Collection entries
▼▼▼

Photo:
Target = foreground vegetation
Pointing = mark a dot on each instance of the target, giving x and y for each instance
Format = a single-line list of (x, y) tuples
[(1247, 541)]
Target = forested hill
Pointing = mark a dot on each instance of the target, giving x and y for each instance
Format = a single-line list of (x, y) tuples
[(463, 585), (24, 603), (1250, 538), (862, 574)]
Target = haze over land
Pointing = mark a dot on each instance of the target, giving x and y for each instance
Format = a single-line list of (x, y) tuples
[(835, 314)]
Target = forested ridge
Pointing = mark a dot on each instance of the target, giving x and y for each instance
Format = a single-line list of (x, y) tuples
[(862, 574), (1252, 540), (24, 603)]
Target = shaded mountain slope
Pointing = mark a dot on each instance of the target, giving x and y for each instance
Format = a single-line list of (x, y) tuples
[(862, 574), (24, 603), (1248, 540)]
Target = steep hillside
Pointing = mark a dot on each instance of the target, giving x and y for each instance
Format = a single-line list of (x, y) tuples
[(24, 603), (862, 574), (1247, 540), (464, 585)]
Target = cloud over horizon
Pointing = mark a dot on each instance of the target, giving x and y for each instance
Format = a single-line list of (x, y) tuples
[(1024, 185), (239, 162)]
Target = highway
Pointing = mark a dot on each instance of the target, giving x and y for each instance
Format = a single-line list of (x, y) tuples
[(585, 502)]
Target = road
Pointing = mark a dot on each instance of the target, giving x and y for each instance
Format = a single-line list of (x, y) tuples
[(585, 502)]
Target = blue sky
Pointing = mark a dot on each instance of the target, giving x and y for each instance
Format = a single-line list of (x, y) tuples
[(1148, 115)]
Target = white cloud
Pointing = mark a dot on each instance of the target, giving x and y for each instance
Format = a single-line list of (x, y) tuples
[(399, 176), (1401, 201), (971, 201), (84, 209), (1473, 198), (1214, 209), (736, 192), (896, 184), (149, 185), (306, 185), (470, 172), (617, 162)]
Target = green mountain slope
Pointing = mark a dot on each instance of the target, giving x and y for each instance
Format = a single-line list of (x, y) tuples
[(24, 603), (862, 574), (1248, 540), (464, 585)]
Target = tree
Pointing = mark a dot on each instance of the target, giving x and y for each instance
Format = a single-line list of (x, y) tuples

▲▲▲

• [To do] Edit the records above, replacing "single-line list" with "one-line list" wherever it occurs and leaving every other line unchanged.

• [Reply to the exercise]
Photo:
Target = foreground vegetation
Pointing = mark a dot on each instance of the target, giving x and y for each instance
Format = a one-line list of (x, y) tuples
[(1247, 541)]
Target = forested hill
Pointing = mark a dot on each instance of the target, giving x and y for each instance
Format = a one-line list of (x, y) tuples
[(463, 585), (24, 603), (1250, 538), (862, 574)]
Target = haze over land
Pointing = mark a dot on each instance of the target, giving x and y for each instance
Format = a one-line list of (x, y) tuples
[(835, 314)]
Target = forested ridge
Pointing = mark a dot on each instance of the target, giving x and y for each instance
Format = a one-line list of (x, y) tuples
[(862, 574), (1252, 540), (24, 603)]
Target = shaded mountain slope
Pointing = mark a dot on each instance of the target, giving x and y for each instance
Format = a one-line list of (x, y) tuples
[(862, 574), (24, 603), (1248, 540)]
Target = steep hillside
Pointing = mark a dot on each instance of the target, giving x and y for each instance
Format = a one-line list of (x, y) tuples
[(24, 603), (862, 574), (1247, 540), (464, 585)]
Target = cloud over horizon
Pointing = mark a dot on each instance of the target, giving x and y for each instance
Format = a one-line list of (x, y) tuples
[(1024, 185), (239, 162)]
Target = highway
Pointing = mark a dot on each instance of the target, giving x and y for each instance
Format = a one-line list of (x, y) tuples
[(585, 502)]
Target = road
Pointing = mark a dot on each instance of the target, giving x and y for each instance
Format = a one-line list of (x, y) tuples
[(585, 502)]
Target = blue sky
Pointing = mark a dot on each instance of the target, giving x and y for each instance
Format = a one-line list of (x, y) tuples
[(1148, 115)]
Target = white cloud
Pointing = mark a dot on each instance of the target, giving x and y for each instance
Format = a one-line list of (x, y) tuples
[(399, 176), (1401, 201), (971, 201), (84, 209), (1473, 198), (1214, 209), (736, 192), (896, 184), (149, 185), (306, 185), (470, 172), (617, 162)]
Target = green mountain slope
Pointing = mark a dot on each instance of the target, giving x and y for each instance
Format = a one-line list of (x, y) tuples
[(24, 603), (862, 574), (1248, 540), (464, 585)]
Target = tree
Pointing = mark a dot on each instance of the target, giving x and y for each instance
Format = a one-line list of (x, y) tuples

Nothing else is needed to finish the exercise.